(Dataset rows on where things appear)
--
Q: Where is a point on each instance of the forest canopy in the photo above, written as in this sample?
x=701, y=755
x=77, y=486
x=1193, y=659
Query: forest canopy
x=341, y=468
--
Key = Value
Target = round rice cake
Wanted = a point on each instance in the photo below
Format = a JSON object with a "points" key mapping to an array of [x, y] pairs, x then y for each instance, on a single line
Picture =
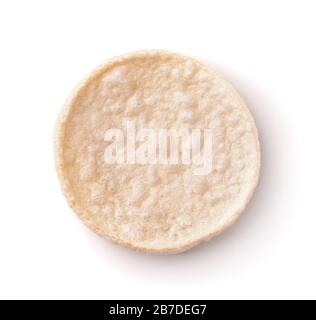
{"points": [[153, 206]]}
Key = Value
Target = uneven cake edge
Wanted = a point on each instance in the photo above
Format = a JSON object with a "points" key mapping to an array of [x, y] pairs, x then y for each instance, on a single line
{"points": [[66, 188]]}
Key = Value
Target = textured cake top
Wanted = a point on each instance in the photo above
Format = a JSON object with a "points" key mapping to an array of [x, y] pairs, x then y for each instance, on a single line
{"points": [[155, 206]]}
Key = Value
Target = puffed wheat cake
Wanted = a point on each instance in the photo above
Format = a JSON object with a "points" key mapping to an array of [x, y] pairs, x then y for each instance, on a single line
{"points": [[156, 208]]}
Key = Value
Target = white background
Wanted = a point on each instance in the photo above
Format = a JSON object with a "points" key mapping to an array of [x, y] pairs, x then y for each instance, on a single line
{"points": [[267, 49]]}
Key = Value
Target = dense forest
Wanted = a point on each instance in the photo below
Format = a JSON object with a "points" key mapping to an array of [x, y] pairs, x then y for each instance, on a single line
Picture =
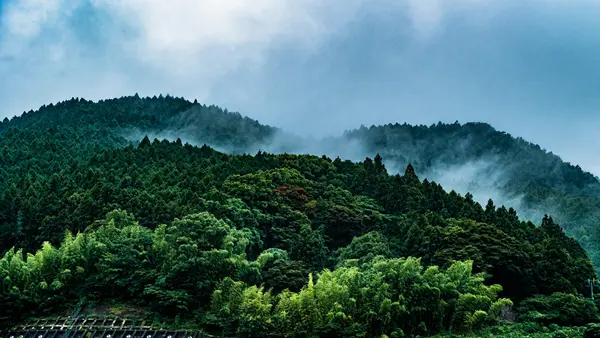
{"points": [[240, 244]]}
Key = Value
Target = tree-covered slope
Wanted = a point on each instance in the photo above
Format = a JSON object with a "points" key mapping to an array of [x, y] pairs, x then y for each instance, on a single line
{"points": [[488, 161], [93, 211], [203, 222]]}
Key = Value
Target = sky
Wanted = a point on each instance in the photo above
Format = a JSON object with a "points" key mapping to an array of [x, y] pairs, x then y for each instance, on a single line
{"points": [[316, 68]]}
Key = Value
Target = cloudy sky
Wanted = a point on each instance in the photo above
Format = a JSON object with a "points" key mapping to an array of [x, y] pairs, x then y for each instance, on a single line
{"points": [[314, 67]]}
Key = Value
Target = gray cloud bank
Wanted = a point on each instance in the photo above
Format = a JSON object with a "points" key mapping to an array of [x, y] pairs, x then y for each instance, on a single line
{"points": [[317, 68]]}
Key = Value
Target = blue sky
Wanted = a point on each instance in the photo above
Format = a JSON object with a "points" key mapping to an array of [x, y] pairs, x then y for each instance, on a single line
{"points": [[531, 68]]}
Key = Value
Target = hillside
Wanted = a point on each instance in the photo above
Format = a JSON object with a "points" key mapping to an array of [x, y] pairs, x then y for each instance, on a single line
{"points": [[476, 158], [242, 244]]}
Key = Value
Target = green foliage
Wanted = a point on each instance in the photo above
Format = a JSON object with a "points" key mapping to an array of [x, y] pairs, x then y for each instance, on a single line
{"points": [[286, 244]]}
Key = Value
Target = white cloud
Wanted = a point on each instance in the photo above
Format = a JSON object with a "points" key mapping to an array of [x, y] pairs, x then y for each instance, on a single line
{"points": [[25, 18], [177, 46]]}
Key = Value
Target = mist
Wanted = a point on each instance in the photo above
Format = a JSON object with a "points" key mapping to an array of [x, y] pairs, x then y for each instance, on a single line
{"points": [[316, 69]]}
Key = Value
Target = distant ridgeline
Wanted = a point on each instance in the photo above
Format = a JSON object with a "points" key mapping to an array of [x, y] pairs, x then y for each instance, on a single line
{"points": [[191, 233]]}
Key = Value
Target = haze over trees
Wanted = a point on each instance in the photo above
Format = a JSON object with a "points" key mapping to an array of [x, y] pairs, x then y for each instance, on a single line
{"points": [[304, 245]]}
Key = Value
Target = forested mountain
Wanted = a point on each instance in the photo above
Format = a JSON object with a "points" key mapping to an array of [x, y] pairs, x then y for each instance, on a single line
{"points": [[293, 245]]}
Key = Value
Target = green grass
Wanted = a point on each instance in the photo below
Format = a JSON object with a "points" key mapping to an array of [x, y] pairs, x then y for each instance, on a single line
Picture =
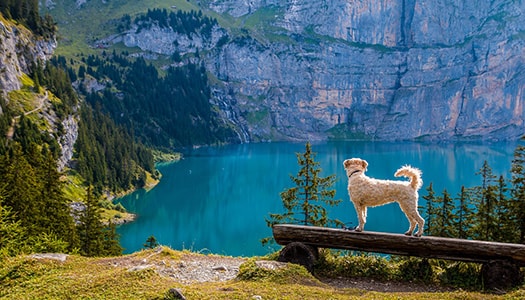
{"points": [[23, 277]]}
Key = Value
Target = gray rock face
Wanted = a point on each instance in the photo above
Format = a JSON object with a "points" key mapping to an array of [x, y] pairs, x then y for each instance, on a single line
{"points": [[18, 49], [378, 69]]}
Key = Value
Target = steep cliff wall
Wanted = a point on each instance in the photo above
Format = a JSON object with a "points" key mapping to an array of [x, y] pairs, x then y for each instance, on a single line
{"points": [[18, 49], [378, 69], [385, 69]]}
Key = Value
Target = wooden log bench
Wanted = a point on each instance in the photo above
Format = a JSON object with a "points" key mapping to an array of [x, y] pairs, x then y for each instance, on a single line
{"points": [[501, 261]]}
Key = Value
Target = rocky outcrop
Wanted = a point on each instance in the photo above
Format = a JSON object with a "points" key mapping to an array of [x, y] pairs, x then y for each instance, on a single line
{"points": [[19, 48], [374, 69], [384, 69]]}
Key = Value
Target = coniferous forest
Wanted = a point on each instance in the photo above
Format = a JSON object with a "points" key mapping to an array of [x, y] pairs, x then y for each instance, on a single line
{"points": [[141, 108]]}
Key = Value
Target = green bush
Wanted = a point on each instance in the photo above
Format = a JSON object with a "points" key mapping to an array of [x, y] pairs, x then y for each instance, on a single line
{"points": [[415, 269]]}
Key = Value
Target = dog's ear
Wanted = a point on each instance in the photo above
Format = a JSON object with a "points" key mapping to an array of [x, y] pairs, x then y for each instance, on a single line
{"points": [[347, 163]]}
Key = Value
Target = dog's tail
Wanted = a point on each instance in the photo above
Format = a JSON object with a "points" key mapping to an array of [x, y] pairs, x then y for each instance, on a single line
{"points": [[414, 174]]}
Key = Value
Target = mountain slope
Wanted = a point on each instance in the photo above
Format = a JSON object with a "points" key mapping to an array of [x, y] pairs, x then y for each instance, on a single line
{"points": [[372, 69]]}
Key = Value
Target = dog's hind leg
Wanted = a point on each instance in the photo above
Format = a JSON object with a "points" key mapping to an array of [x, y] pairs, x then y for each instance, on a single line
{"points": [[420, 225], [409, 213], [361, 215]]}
--
> [Work to do] Quote every line in the records that contains the word "gray".

> [Answer to this exercise]
Target = gray cloud bank
Target = gray rock face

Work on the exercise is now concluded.